READING PASSAGE >>
☆ ☆ ☆ ☆ ☆
I get a $1,500 commission to everybody that I send this way.

No, he has no reason to split it with you.

The deal was not made with you.

The deal was made with him.

But you need, in order for you to make

a good decision here,

a fully informed decision, you can't make a fully informed decision without all the information.

I'm relieved that this person was actually good.

This person says, all this after paying him thousands of dollars to be my accountant for 12 years, Would love your take on this.

Cheers and go fuck yourself.

So you said so far so far called friends screwing me.

Yeah, he wasn't honest.

Well, you learned something.

You have to know that, like,

whoever you're in business with, whoever they're recommending, they have a relationship with them on some level.

I've done business with them before, and that, you know,

people do this in business.

Okay, now

the businessman goes, this is how business is done.

And that is

a very vague,

vague statement that could mean anything.

From like, you know,

he scratches my back, I scratches his, we know, you know, we help each other out.

It could be is as innocent as that, or it could literally be like, let's get into business and become like this business serial killer team and just fuck people over and do some American greed shit.

It could be that.

He doesn't owe you any money, but he did.

I would sit down and confront him and just say, listen, I'm happy with what these people did, but you know, I am not happy with the fact that you did not disclose the fact that you got a $1,500 commission for sending me in that direction.

I would like to think that you're sending me in that direction,

in whatever direction you're sending me in, is because it's going to be the best thing for me first, not going to be

adding an extra $1,500

into your pocket.

And it's like,

I'm already paying you to find this guy.

So it's like you're sort of double dipping here.

Yeah, so I would have a talk with this person.

I don't think it's

at least he sent you to somebody good.

But

this is why you don't do business with friends or family.

Because this is what ends up happening.

Because

it's a dirty, disgusting.

Money is just

the worst thing ever created.

For this exact reason, for what it does to a certain

person, you know, when they say money is the root of all evil, it's really like,

but it's such a small amount of the population, I feel, that would literally do anything to get money and power, you know?

pro you know war for profit

turning food into poison

you know knowingly giving people stuff that has like side effects, you know, medicines and shit like that, just for your own profit.

Like,

it's a dirty business.

You know, those are two really sad stories to end on.

Losing friends and finding out friends that are still alive will fuck you in a second for more money.
☆ ☆ ☆ ☆ ☆
REQUIRED TASKS >>
1. From the transcript, list each example the speaker gives of what a small share of the population would do for money and power.
2. Write out everything in the transcript from "a fully informed decision, you" down to "go fuck yourself.".

PROVIDED DATA >>
☆ ☆ ☆ ☆ ☆
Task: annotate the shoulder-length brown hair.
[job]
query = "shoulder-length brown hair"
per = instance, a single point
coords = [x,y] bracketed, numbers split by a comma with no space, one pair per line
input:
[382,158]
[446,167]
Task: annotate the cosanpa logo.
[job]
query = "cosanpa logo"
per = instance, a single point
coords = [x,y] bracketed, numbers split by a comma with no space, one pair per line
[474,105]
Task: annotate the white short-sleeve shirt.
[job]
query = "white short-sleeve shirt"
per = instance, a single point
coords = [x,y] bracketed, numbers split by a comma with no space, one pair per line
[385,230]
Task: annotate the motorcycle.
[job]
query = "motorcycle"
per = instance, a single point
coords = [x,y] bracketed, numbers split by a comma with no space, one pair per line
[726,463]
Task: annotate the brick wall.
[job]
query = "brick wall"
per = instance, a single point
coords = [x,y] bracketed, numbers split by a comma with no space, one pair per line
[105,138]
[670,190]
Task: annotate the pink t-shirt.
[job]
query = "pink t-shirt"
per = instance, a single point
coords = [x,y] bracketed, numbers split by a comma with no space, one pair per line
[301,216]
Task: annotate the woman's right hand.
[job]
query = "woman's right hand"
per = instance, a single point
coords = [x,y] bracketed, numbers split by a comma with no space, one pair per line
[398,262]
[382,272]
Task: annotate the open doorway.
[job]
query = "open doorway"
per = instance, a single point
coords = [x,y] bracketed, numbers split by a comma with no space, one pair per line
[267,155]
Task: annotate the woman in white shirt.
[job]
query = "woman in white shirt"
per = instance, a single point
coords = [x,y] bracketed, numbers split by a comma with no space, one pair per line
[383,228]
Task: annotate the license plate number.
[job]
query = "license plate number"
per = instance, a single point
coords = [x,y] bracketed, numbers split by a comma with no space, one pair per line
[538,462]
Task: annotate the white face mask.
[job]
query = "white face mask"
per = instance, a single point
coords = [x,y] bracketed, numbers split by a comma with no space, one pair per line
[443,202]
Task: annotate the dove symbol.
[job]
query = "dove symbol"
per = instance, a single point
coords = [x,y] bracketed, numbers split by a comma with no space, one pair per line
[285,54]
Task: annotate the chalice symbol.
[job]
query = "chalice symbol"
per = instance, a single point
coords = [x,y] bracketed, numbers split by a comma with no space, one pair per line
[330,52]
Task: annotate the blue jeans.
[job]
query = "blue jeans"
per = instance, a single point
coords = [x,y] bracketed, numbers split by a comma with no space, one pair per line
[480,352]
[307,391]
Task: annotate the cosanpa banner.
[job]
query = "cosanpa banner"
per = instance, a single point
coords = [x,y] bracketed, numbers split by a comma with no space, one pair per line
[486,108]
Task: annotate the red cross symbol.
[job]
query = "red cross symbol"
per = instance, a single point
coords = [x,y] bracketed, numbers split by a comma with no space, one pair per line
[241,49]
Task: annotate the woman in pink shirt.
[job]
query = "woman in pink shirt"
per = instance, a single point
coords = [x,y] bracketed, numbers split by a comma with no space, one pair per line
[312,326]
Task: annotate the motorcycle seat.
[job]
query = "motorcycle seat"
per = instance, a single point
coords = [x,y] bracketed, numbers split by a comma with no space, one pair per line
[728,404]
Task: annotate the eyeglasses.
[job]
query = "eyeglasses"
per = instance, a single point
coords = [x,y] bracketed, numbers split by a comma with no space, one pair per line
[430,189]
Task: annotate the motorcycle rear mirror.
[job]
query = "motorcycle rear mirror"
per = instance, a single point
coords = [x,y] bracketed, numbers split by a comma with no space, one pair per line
☆ ☆ ☆ ☆ ☆
SOLUTIONS FOR EACH TASK >>
1.
- War for profit
- Turning food into poison
- Knowingly giving people things that have side effects, such as medicines, for one's own profit

2.
a fully informed decision, you can't make a fully informed decision without all the information.

I'm relieved that this person was actually good.

This person says, all this after paying him thousands of dollars to be my accountant for 12 years, Would love your take on this.

Cheers and go fuck yourself.